THE EXERCISE
Exactly reproduce the line that contains "Mark a point on every instance of the gray" and all lines after it in the entries below, through the very last line.

LISTING
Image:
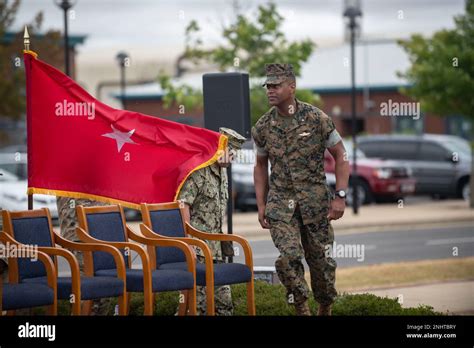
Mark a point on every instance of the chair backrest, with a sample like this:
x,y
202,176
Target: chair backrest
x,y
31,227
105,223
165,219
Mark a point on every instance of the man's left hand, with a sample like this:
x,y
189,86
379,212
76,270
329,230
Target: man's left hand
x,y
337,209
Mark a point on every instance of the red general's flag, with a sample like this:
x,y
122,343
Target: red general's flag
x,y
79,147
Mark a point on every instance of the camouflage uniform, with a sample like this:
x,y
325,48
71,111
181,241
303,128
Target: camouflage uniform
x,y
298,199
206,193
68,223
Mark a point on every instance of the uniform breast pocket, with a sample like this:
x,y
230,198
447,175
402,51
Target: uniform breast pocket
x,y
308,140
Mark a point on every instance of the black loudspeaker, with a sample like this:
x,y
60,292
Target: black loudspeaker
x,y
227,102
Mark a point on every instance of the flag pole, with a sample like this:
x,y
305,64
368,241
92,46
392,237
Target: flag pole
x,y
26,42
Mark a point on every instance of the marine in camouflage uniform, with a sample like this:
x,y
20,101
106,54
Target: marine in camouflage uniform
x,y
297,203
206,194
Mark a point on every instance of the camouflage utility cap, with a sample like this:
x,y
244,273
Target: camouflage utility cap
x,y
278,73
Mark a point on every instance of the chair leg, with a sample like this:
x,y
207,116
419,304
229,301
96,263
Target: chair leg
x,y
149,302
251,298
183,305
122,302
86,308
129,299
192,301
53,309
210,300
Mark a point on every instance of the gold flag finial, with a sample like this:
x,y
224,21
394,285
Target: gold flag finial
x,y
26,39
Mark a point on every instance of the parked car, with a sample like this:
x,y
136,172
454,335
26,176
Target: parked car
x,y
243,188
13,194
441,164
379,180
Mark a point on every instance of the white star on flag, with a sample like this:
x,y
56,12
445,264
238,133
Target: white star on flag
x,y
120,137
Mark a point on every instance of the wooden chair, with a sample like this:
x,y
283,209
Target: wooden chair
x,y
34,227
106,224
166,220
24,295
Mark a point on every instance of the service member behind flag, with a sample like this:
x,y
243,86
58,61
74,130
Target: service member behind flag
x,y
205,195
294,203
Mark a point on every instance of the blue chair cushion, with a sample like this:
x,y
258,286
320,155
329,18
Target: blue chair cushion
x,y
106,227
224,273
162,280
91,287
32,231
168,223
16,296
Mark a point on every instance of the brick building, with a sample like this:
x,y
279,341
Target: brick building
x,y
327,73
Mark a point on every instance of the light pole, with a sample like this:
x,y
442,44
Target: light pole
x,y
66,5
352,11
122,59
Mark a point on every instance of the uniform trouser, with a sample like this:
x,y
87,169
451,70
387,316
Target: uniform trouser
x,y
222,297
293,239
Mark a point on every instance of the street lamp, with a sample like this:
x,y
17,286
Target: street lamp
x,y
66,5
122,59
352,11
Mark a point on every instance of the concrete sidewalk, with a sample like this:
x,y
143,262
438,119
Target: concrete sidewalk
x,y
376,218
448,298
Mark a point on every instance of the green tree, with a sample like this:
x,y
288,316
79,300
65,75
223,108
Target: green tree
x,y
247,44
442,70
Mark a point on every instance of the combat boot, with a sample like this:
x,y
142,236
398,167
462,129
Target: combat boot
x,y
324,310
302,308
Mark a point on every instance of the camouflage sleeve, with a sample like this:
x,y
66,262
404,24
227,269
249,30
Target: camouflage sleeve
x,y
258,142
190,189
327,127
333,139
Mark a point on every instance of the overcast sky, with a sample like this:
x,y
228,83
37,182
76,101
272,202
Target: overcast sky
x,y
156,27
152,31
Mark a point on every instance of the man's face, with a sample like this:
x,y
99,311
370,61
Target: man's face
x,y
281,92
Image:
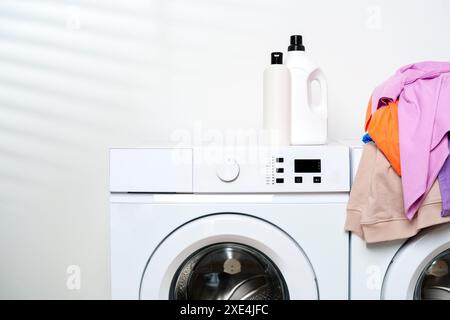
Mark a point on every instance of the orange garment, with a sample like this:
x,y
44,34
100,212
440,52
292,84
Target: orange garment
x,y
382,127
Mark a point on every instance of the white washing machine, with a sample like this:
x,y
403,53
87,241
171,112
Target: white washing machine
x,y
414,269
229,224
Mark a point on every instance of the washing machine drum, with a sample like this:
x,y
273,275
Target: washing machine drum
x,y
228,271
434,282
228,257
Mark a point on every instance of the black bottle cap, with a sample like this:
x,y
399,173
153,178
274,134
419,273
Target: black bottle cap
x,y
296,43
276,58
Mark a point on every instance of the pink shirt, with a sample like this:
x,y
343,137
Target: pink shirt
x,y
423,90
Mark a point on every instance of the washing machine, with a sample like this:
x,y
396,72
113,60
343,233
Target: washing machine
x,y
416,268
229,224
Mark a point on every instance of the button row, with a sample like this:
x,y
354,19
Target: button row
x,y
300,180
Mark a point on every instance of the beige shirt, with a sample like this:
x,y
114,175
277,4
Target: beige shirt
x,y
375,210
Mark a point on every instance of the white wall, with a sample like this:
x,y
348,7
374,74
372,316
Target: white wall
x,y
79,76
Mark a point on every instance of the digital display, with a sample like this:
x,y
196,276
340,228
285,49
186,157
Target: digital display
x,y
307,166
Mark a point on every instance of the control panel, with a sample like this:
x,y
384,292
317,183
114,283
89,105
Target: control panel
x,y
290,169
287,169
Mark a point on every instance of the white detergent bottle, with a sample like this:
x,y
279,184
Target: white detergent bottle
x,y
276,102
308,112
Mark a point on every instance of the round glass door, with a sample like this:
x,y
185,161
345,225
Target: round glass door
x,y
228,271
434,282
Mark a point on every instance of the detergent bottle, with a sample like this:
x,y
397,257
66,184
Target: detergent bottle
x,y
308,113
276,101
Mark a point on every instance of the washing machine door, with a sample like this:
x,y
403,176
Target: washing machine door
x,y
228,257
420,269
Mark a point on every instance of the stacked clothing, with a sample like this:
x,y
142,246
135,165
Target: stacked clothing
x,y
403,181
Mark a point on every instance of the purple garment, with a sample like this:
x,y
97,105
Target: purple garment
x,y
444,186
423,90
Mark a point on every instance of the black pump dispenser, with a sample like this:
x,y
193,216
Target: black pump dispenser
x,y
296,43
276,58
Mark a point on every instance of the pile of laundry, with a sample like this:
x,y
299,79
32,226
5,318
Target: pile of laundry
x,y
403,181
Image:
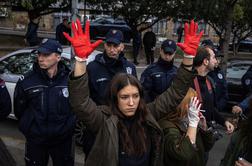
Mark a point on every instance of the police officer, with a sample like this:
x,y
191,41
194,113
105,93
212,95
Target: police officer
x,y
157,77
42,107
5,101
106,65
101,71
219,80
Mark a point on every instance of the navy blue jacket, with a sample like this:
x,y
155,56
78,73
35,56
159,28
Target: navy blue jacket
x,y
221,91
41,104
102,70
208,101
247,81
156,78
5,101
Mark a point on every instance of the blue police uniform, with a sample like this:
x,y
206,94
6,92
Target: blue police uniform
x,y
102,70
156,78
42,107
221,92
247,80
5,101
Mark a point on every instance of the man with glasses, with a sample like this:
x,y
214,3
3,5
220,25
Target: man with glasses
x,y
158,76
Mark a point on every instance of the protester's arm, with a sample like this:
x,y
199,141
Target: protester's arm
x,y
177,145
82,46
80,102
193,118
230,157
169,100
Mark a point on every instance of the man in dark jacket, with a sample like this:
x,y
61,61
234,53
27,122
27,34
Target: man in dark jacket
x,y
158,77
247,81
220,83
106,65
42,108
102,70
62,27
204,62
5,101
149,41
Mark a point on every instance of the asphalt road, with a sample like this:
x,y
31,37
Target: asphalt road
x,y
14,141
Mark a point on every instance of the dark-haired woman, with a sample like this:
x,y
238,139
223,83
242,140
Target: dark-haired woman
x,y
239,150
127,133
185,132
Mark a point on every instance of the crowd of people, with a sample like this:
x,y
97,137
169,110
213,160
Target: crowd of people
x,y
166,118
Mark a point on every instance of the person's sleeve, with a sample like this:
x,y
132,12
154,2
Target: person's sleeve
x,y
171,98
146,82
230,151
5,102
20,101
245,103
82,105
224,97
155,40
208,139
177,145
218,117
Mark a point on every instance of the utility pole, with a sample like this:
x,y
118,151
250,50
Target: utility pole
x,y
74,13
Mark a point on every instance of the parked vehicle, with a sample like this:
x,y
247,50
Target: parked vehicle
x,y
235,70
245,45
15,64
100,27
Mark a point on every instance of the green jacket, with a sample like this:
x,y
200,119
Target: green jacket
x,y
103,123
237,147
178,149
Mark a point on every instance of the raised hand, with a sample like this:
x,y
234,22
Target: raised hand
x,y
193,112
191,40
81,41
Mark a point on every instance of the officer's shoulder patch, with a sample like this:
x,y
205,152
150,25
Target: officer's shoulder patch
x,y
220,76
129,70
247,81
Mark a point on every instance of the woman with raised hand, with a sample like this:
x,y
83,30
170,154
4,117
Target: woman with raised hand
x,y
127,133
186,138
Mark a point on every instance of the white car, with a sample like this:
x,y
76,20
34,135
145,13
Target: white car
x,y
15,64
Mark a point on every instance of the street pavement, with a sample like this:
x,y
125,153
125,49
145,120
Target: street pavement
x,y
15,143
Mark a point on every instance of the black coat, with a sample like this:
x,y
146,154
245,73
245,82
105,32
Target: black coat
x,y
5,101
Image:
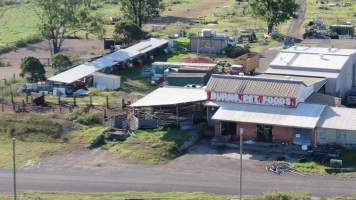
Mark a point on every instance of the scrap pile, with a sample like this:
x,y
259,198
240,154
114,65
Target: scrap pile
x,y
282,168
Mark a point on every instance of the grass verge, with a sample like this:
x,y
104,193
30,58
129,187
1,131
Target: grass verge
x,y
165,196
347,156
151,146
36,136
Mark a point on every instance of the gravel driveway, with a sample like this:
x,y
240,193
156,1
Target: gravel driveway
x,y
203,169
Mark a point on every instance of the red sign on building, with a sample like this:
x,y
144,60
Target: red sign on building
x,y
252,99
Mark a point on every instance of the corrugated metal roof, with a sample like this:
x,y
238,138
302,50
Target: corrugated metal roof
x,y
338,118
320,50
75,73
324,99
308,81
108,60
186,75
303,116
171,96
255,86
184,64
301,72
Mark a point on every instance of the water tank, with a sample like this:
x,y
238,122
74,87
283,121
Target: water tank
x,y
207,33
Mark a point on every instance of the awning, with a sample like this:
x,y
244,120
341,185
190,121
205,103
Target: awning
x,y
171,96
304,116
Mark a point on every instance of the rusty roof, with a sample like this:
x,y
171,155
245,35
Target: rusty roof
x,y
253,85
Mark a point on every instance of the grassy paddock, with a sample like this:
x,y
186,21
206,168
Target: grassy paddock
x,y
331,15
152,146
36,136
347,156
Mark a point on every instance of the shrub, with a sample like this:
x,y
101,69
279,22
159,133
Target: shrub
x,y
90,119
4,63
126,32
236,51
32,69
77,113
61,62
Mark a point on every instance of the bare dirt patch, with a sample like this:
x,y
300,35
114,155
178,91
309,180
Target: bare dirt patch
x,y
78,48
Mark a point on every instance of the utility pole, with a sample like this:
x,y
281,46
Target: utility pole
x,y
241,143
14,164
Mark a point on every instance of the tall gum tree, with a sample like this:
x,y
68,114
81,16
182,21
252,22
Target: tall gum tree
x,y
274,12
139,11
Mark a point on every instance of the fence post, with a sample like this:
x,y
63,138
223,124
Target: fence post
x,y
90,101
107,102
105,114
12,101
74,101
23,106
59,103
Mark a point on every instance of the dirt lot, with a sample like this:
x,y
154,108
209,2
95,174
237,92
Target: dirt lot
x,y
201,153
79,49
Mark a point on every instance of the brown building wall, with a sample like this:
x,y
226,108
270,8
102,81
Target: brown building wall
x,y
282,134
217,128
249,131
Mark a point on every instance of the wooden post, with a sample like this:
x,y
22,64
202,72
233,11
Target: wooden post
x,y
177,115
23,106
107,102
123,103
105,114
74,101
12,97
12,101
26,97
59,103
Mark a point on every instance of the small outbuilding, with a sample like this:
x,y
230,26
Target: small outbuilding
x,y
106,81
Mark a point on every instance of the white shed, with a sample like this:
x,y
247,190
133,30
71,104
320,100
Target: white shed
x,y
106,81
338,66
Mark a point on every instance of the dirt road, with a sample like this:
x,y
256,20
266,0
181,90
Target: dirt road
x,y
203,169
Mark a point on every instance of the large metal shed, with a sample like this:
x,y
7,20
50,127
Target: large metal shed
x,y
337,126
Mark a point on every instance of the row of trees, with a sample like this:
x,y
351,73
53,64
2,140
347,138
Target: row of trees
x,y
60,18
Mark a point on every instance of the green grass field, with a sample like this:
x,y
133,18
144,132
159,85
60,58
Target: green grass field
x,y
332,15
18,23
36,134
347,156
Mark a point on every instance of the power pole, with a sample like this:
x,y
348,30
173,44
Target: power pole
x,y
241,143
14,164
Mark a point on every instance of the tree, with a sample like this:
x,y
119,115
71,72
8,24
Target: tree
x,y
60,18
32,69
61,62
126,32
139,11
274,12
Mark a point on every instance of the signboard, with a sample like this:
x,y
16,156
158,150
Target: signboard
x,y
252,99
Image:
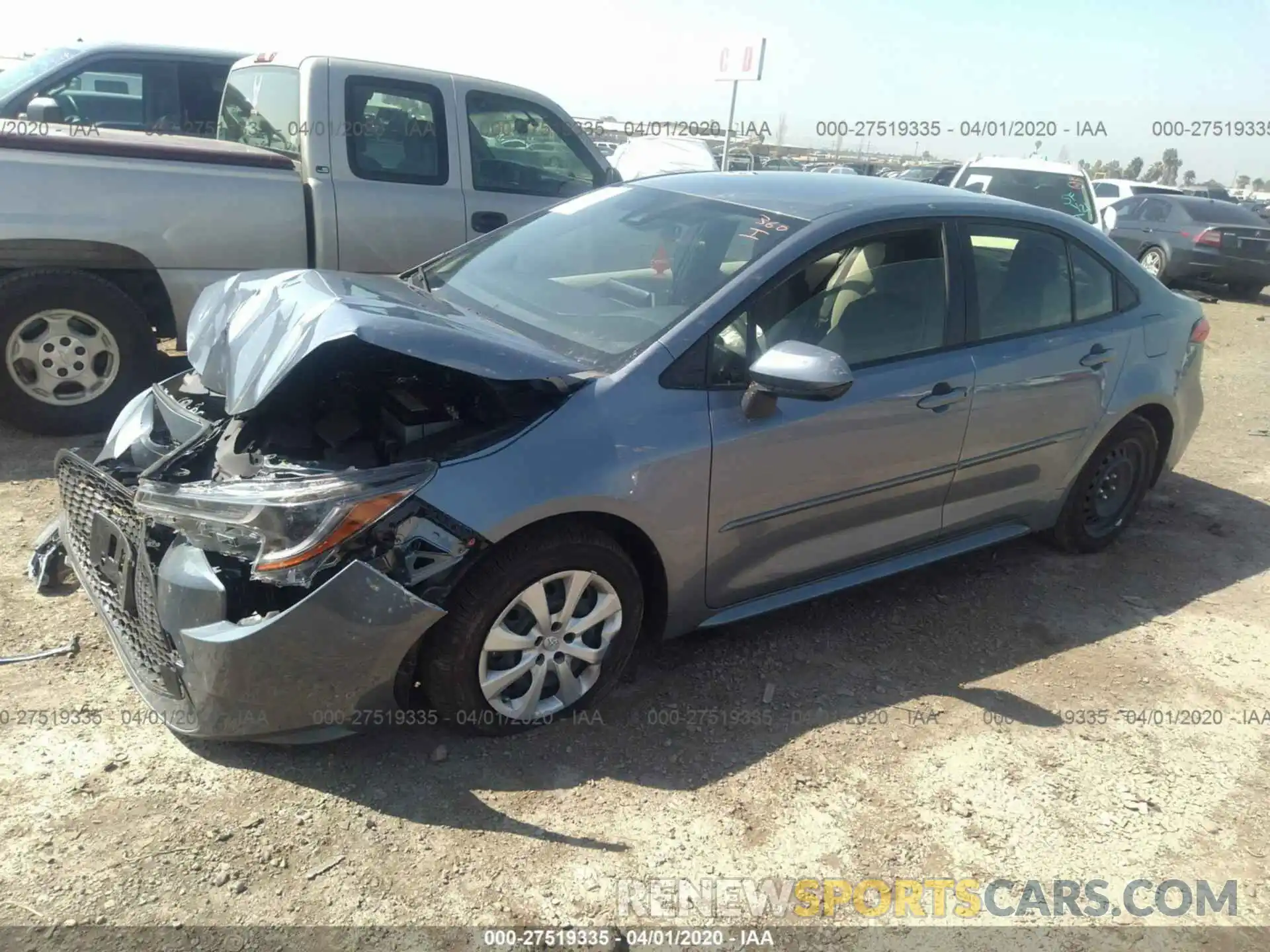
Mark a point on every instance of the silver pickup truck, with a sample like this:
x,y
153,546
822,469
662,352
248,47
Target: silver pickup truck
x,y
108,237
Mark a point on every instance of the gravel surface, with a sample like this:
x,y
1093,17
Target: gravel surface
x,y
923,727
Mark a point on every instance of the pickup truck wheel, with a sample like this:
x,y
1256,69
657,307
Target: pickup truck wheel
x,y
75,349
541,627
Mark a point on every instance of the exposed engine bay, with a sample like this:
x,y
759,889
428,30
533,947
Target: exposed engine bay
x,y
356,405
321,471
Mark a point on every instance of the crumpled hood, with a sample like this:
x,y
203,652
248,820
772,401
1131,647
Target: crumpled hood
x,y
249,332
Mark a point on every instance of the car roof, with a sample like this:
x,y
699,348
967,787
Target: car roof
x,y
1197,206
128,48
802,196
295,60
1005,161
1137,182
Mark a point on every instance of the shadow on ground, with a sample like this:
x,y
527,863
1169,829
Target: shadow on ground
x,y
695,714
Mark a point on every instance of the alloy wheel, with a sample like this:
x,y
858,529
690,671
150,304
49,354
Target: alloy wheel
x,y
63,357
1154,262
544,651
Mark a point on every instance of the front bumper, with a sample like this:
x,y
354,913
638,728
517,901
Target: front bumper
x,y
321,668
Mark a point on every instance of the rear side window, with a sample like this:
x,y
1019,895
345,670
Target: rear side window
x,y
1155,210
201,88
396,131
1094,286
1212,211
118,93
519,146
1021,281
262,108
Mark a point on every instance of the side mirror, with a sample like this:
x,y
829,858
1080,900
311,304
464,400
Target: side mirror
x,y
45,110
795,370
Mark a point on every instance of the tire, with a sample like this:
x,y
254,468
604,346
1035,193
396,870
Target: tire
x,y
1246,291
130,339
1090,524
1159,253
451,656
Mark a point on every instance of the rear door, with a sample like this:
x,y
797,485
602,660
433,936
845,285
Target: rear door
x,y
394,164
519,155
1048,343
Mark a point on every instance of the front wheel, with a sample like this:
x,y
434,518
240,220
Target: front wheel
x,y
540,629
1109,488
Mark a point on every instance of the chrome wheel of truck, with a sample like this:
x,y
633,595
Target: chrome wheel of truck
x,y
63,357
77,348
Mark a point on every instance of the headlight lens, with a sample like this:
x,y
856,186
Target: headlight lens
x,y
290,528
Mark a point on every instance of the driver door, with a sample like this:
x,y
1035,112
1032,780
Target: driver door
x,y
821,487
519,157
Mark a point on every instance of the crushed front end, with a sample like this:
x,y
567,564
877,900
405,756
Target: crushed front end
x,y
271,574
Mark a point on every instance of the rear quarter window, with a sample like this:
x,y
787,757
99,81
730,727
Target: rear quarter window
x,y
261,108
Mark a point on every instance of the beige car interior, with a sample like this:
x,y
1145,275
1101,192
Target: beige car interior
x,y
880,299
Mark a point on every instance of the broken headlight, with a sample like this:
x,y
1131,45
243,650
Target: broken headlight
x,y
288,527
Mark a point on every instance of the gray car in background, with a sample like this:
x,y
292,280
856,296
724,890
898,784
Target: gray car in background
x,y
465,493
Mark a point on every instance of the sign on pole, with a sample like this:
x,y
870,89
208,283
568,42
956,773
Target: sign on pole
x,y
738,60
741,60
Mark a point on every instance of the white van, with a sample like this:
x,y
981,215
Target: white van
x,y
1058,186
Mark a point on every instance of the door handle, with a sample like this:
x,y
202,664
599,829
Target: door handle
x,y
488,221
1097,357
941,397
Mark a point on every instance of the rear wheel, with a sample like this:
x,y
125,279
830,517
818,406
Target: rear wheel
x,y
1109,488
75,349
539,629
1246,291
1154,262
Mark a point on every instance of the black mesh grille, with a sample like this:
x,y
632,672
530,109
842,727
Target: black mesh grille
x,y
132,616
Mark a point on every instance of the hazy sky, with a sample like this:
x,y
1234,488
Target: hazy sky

RESPONSE FOR THIS EXERCISE
Mark a point on every instance of the gray car in background, with a sample like this:
x,y
292,280
856,296
724,890
898,784
Target: gray car in background
x,y
465,493
Mark a point on every instance of the sign on pole, with a sample like this:
x,y
870,89
208,283
568,42
956,773
Target: sign on pole
x,y
738,60
741,60
Mark a point on every instance of the white van, with a sample like this:
x,y
981,215
Target: white van
x,y
1058,186
Mark a point on every instance of the door handle, with a sample like this:
x,y
202,664
599,829
Target: door handle
x,y
488,221
1097,357
941,397
Mark a point on every instance of the rear wheel, with a sample like this:
x,y
125,279
830,517
818,406
Target: rear wheel
x,y
1109,488
75,349
539,629
1246,291
1154,262
Mark a point on every instance of the black mesh grille, with a sample like this:
x,y
632,672
530,109
842,727
Target: black mesh grille
x,y
132,616
Mark a point on every instance of the hazy sky, with a sample like this:
x,y
1234,488
Target: hazy sky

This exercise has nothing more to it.